WHAT YOU SHOULD DO: If a line in the entries below holds the string "woman", copy it.
————————
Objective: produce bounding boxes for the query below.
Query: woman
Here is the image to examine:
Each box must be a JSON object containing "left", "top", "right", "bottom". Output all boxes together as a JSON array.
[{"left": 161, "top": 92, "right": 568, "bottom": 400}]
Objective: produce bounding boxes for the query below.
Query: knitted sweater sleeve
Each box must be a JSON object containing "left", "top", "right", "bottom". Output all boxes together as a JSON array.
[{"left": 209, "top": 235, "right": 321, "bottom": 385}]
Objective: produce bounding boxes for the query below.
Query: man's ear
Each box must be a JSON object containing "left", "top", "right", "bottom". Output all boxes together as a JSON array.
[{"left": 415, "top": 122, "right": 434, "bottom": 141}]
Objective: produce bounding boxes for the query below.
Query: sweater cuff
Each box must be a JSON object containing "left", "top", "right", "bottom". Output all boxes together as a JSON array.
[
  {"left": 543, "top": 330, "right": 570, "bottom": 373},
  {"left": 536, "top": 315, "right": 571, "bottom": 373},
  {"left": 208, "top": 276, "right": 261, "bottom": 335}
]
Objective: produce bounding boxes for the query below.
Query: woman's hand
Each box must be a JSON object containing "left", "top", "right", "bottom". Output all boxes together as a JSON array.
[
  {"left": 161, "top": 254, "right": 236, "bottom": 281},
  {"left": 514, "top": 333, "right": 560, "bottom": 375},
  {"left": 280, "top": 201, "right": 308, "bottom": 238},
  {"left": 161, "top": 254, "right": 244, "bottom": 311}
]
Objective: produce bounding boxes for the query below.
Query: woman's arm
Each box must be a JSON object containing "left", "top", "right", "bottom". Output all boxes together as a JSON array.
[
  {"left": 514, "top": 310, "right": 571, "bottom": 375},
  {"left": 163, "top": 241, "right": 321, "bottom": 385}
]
————————
SOLUTION TO THE PROBLEM:
Query: woman
Query: woman's hand
Query: woman's arm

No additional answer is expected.